(Records from a dataset)
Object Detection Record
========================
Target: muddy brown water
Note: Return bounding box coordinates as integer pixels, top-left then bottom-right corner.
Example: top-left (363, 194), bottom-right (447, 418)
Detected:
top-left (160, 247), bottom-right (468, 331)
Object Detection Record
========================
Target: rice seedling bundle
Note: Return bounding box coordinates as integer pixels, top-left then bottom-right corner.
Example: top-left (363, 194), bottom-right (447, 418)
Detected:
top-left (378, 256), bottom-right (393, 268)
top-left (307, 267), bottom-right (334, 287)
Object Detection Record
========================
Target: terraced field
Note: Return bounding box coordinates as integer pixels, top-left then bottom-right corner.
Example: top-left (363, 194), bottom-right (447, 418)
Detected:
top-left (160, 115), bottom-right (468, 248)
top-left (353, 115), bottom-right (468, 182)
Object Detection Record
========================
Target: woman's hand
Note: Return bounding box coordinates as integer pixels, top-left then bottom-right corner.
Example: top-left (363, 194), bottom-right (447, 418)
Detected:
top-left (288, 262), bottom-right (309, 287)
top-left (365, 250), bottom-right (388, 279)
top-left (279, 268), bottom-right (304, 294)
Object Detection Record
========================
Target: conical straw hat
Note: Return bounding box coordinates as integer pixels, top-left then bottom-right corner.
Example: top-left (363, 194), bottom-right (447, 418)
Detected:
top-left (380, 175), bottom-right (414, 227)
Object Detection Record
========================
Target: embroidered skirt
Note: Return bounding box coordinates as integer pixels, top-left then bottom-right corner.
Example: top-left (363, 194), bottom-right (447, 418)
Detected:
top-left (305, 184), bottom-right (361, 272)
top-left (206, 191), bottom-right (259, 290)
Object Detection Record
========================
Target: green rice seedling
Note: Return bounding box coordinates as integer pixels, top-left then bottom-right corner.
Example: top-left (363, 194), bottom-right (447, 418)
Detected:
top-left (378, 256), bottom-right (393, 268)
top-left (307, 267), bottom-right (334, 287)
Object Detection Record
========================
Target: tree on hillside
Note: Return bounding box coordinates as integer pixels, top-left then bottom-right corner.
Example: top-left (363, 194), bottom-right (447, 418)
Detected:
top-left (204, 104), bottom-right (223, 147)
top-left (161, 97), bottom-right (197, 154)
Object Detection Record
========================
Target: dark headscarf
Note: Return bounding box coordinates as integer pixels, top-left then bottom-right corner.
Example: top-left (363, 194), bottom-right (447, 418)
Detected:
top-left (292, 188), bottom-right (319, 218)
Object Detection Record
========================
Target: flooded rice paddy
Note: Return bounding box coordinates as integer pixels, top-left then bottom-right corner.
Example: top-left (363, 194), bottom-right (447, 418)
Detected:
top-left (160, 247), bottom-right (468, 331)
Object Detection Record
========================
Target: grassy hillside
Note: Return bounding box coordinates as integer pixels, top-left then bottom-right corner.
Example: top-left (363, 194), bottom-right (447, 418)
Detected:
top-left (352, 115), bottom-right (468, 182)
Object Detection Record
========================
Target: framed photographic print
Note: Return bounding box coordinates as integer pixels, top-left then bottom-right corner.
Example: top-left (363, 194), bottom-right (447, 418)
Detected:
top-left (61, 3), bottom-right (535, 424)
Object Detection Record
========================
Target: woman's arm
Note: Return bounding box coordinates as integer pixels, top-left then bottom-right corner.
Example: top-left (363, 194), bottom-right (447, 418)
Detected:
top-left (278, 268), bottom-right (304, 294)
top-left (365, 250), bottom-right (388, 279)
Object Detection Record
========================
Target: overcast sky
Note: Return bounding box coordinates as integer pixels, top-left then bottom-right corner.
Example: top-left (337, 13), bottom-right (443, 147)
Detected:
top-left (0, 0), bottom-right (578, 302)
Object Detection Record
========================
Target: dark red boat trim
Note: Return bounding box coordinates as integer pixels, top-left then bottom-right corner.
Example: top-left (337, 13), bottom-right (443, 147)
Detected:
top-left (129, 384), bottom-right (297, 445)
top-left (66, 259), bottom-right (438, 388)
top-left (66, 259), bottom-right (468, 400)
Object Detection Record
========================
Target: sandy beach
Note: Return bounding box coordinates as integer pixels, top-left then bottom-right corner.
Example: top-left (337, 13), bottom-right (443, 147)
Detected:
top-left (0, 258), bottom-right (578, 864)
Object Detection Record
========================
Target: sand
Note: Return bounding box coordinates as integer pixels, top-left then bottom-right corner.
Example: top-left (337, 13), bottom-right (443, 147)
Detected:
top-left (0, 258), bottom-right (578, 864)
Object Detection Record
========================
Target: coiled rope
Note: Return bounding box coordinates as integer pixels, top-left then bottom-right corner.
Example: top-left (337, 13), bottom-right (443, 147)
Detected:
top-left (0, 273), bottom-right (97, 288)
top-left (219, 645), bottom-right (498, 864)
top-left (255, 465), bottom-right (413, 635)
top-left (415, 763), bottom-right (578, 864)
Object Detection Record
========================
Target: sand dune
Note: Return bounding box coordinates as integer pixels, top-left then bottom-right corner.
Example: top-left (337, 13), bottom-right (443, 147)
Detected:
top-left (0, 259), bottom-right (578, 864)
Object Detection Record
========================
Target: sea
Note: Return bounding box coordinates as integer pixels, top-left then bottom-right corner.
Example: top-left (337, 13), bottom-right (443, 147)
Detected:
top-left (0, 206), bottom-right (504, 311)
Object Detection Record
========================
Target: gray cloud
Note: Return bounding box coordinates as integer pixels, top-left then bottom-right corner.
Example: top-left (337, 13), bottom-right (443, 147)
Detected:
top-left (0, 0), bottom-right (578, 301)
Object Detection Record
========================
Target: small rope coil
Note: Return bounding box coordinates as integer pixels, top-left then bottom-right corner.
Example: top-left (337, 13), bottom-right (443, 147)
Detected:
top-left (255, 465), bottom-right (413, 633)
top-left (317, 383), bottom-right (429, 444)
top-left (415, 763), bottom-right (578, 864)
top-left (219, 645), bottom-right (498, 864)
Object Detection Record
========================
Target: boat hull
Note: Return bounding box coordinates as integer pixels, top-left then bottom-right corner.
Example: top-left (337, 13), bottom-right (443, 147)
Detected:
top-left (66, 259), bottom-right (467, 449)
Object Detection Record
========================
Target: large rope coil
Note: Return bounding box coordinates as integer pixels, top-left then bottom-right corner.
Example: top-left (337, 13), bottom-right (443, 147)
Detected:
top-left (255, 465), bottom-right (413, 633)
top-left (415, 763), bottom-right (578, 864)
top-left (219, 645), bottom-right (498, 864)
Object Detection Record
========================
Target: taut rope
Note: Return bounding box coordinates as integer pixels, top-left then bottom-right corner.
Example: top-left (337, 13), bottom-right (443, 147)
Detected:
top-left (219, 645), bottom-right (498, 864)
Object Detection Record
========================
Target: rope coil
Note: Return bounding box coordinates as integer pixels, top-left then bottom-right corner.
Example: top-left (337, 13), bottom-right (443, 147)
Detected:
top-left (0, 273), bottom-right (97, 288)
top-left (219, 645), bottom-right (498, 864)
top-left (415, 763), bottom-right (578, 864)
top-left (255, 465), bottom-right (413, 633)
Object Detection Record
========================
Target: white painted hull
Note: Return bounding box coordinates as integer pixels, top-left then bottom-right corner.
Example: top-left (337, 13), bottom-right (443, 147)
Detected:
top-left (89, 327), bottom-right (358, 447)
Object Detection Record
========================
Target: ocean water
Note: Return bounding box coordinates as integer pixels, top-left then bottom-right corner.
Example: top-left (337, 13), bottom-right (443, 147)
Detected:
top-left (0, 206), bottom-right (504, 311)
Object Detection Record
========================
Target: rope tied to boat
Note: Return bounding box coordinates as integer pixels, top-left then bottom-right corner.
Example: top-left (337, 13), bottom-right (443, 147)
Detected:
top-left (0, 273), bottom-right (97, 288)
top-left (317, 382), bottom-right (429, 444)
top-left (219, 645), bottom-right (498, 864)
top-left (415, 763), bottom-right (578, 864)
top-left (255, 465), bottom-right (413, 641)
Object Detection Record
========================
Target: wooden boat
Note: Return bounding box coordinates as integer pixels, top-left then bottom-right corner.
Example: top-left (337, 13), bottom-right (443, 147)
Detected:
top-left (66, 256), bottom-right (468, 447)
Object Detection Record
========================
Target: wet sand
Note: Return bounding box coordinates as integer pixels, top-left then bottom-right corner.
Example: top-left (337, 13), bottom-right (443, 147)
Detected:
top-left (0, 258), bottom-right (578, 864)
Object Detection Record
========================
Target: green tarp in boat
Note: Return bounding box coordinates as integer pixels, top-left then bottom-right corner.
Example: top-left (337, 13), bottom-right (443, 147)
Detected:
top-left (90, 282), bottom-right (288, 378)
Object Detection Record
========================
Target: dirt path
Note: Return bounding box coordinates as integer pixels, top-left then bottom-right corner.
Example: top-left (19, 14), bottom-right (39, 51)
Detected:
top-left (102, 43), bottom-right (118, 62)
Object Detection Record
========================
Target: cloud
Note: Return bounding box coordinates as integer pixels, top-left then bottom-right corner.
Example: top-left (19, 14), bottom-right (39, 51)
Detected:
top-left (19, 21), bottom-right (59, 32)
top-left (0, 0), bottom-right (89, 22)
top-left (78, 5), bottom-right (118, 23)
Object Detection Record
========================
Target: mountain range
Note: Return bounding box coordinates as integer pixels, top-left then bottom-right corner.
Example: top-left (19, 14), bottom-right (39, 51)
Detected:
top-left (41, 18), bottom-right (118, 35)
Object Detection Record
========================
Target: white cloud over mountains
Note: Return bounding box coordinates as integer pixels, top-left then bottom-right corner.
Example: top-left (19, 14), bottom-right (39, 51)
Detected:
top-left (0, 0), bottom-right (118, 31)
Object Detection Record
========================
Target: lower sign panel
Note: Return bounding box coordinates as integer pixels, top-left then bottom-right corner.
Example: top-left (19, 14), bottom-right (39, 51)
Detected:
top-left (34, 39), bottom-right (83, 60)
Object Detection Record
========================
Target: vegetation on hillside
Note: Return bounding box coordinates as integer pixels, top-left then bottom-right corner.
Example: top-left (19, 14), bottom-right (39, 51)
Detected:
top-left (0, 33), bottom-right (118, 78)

## TASK GOAL
Show every line in the rows above that contains the string "boat".

## EXERCISE SOLUTION
Target: dark red boat trim
Target: boat hull
Target: rope tied to boat
Target: wooden boat
Target: green tarp in boat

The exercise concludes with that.